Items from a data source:
______
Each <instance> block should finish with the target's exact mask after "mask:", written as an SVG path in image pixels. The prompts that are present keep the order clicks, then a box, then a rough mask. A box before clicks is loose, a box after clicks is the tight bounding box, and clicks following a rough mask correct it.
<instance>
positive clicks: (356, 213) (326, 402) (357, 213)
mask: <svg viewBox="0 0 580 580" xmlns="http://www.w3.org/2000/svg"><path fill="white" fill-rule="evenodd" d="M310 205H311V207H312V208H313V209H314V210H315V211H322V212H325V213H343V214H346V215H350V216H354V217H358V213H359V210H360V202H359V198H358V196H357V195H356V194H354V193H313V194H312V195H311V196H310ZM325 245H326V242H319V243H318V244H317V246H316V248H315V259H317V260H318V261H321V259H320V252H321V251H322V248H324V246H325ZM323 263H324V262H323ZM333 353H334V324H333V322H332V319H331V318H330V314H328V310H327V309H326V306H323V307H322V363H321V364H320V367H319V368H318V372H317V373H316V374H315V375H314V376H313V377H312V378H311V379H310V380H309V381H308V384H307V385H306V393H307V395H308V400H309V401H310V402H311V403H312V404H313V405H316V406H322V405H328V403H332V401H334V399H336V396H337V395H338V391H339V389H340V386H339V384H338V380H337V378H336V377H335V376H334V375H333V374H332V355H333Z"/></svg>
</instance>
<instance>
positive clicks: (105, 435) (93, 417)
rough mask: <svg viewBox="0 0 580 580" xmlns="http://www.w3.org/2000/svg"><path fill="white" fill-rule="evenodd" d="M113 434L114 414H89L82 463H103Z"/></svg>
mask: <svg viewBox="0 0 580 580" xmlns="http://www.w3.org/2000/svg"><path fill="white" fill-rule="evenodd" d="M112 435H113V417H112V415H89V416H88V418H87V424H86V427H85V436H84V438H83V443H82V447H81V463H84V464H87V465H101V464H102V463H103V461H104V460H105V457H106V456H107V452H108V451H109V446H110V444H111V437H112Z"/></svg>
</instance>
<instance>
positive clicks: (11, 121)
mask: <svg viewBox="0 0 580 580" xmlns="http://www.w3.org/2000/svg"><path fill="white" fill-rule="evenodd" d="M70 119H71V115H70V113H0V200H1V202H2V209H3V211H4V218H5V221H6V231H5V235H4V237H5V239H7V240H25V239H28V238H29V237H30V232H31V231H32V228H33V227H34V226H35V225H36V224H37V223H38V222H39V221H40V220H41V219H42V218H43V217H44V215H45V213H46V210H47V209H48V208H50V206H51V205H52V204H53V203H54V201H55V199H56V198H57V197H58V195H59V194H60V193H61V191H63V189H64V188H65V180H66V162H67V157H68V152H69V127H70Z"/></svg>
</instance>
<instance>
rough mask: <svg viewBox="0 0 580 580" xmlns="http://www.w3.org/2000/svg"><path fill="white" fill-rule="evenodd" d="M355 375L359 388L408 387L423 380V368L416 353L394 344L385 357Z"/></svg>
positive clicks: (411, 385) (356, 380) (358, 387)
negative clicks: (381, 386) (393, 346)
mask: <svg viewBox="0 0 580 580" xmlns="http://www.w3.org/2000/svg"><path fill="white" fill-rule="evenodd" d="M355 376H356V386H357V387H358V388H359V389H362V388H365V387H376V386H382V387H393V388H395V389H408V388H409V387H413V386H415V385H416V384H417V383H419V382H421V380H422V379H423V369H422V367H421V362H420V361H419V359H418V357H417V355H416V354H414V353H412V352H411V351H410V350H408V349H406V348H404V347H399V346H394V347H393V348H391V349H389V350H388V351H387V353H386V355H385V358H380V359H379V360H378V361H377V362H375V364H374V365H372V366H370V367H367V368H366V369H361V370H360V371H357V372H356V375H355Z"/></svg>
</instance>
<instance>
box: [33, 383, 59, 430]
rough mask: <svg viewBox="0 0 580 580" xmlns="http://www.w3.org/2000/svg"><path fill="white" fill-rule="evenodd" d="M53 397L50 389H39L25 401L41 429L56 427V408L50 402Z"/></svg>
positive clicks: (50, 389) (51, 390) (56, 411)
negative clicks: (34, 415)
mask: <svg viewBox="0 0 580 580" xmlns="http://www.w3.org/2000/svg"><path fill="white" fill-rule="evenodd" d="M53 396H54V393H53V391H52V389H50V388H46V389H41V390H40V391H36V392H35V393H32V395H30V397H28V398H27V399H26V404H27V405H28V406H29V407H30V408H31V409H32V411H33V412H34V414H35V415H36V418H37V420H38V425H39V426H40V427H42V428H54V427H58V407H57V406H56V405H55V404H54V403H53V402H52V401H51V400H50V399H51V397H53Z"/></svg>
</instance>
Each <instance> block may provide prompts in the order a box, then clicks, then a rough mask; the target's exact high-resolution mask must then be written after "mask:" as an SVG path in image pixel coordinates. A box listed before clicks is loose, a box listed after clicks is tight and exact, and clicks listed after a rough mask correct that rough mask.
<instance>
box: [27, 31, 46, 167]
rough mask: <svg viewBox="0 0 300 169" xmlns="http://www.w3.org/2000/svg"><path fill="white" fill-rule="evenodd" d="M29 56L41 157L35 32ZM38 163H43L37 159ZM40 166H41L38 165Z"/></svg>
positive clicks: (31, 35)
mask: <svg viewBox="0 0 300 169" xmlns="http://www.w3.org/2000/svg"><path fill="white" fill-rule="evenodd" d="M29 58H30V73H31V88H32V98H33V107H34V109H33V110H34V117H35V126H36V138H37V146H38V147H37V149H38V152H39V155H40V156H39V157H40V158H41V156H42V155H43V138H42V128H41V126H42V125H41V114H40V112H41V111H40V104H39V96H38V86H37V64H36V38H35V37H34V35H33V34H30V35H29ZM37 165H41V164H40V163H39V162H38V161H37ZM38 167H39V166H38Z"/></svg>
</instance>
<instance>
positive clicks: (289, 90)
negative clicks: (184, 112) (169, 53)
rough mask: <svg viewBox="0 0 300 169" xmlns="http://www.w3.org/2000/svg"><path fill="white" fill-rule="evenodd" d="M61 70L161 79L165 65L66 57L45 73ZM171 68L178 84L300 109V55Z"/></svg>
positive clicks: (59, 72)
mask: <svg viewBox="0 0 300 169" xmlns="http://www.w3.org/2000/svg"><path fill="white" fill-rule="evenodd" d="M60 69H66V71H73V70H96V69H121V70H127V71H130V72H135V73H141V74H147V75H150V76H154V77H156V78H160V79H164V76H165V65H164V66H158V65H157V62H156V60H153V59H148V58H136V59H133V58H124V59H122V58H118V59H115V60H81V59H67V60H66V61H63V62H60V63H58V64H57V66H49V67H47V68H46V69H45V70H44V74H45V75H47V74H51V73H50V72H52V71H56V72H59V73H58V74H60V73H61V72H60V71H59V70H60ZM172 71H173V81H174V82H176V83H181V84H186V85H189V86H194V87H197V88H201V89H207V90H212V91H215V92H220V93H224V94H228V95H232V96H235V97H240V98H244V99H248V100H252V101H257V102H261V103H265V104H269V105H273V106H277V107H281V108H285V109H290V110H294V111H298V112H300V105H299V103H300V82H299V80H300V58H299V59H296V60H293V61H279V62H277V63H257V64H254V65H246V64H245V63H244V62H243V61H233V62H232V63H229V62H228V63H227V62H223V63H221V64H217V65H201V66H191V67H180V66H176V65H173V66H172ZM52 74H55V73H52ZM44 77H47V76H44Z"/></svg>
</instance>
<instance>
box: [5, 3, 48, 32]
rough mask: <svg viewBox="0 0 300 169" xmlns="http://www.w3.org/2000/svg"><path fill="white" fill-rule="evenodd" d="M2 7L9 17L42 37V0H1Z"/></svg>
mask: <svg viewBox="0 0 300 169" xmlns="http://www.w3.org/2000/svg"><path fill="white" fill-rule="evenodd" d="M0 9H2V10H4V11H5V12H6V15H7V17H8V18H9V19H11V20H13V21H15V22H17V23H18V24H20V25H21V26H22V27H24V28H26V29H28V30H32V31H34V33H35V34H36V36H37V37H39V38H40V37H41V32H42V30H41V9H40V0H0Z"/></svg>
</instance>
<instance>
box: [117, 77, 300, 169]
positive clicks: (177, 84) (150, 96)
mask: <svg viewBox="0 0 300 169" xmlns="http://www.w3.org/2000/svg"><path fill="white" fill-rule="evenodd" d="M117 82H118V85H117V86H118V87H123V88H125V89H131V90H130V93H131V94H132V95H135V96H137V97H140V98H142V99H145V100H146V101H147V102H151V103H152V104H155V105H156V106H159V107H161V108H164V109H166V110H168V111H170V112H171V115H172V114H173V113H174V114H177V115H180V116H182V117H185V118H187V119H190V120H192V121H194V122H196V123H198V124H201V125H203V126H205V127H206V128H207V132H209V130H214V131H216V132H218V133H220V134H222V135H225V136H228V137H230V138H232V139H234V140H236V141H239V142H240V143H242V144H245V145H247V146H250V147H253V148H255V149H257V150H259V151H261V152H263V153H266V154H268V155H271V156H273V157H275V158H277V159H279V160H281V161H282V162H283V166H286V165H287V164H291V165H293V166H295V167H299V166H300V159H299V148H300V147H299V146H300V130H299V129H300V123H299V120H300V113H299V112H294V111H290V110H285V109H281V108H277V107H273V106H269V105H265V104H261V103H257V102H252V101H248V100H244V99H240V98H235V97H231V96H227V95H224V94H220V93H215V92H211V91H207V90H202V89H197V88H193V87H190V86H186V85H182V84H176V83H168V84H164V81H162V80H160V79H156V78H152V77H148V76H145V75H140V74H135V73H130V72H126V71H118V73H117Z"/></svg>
______
One stretch of the lines above is wanted, from the line that contains "positive clicks: (289, 90)" through the line that contains "70L161 79L165 65L66". Output it exactly.

Answer to the exercise:
positive clicks: (289, 90)
negative clicks: (184, 112) (169, 53)
rough mask: <svg viewBox="0 0 300 169" xmlns="http://www.w3.org/2000/svg"><path fill="white" fill-rule="evenodd" d="M61 70L161 79L165 65L66 57L45 73ZM171 68L178 84L300 109V55Z"/></svg>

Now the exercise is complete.